** Excerpted passage follows **


    2) Hoskins has also said that Physicians in Ontario are the highest paid in Canada. The CIHI (CDN institute for Health information) recently released that Family Physicians in Ontario are the lowest paid in the country. Another lie by Hoskins to perpetuate his gov’t growing divide btw the general public and the Physicians. The ‘blame them not us’ political tactics.

    3) Healthcare funding is under provincial jurisdiction and this liberal gov’t has run it into the ground. They have wasted billions on e-health, ornge helicopter, LHINS, CCAC, health care premiums, Cancer Care Ontario (CCO), etc. The MOHLTC has almost 10x the number of health care bureaucrats/administrators than does most European countries who have a mixed funded healthcare as quoted by the recent OECD reports (Nov/15). On top of this fiscal mismanagement, you have a gov’t blaming the healthcare professionals for being the evil spawns that created this. Funny, how the Burlington Post did not run with the Hamilton Spectator report on the HHS and JBG administrative over costs. How about the number of Full time RNs that have been laid off to be replaced by cheaper less educated/experienced PT/Casual RPNs. Listen to the ONA’s radio advertisements as they are correct.

    4) This is also the gov’t (CCO agency of the MOHLTC) that won’t release the number of patients who have died or relapsed because they did not get their stem cell transplantation in a timely fashion (see last Saturday Toronto Star and today’s Star). The same gov’t is now paying almost 5x the amount for USA treatments though still having the patient/family pay for their 2-3 month living costs while receive this USA treatment. Nice transparency.

    5) some facts (OHIP schedule without the 7% kickback to the govt):
    – cataract sx cost $397 (per eye)………..and you can see/read/drive again and perhaps work in your retirement yrs
    – Lasik sx cost $2000 (per eye)………..and you don’t need glasses
    – vaginal delivery cost $500………..and you get a tax payer who votes Liberal (Cesarean cost $580 and is a Tory)
    – quality bred golden retriever puppy cost greater than $1500………..and they have litters…..and are very cute
    – Pap smear cost $6.75…………though CCO wants to limit this to every 3yrs
    – knee replacement cost $619………and you can golf pain free and continue going to work and paying taxes
    – appendix cost $336………and you live to go back to work and pay taxes

    6) Wonder why in the Toronto Star it was only senior Oncologists talking………because hospitals have gag orders on Doctors for saying or doing anything that maybe deleterious to the hospitals. Physicians no longer can advocate for their patients. If you talk, you are labelled ‘disruptive’ and may loose your hospital privileges.

    7) I work 70-80hrs per week. I don’t seek patients out, they are referred to me in my office or to the hospital when they have an emergency. Volume and long hours away from my family generates my income (which is Hoskins spouted avg of $350K gross). If I don’t work, I don’t get paid. I use to have 7 staff in our group practice and now we only have 4 staff due to increased overhead (a third of my gross income goes to increasing O/H + Hoskins unilateral 7% clawback made us lay off staff). If I am sick……..I don’t get paid and I have no sick leave. I have no pension or benefits (do you know the cost of drugs now a days???? Thank goodness for Costco!!) nor do I have paid holidays. I am like any other self-employed Canadian. If you work hard and long you will do well (maybe really well) but if you only work 30-40hrs per week you will just do OK and sometimes that is fine.

    8) Hoskins is a ‘Community Medicine’ Physician. He is not an ‘Internist’ as he likes to pontificate. He certainly has no people skills or insight into human nature. Healthcare is easy too fix. Just listen to the front line healthcare workers (patients, RNs, community care workers, Physicians, Hospital employees). There are millions/billions of dollars to be saved. Don’t let self righteous political ego(s) over ride common sense. And, as anyone can see, common sense is missing from this provincial govt and its Minister of Health.

    PS: Prime Minister Trudeau liberal govt will increase Canada’s debt another $150billion in half the time that Harper’s govt did. Why……..because it’s 2016.

** End of Excerpted passage **

== Problems to work on ==
• a. Reproduce word for word the portion of the comment on Ontario healthcare starting at "PS: Prime Minister" and ending at "Why……..because it’s 2016.".
• b. In point 8 of the comment on Ontario healthcare, which front line healthcare workers are named in parentheses?
• c. According to the comment on Ontario healthcare, how many staff does the writer's group practice have now?

** Data shown follows **

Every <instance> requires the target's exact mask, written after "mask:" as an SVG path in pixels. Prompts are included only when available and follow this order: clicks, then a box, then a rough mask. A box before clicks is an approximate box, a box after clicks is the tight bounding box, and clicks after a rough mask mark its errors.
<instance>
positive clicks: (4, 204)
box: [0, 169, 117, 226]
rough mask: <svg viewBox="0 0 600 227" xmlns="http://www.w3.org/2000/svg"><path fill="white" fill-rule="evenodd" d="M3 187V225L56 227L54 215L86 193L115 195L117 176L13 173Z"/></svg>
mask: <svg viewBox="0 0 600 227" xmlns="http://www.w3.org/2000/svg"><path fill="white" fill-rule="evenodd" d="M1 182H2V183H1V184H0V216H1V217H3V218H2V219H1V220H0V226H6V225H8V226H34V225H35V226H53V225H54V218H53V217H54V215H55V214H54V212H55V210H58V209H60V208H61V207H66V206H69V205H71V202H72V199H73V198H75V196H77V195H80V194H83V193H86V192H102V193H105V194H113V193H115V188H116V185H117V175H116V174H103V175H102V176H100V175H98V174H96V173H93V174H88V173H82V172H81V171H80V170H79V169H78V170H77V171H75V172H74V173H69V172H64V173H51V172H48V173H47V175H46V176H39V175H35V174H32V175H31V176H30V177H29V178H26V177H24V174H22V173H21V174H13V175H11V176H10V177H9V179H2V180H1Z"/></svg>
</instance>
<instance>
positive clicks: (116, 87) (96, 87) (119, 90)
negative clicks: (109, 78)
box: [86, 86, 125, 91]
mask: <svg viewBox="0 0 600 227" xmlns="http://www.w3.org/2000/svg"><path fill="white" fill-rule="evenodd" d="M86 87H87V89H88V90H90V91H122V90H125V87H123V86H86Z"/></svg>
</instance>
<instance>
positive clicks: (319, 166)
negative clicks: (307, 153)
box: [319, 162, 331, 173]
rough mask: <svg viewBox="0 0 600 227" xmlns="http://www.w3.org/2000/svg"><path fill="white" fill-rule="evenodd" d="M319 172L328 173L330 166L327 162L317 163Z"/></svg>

** End of Data shown **

== Solutions by task ==
• a.
PS: Prime Minister Trudeau liberal govt will increase Canada’s debt another $150billion in half the time that Harper’s govt did. Why……..because it’s 2016.

• b. patients, RNs, community care workers, Physicians, Hospital employees

• c. Four staff, down from seven.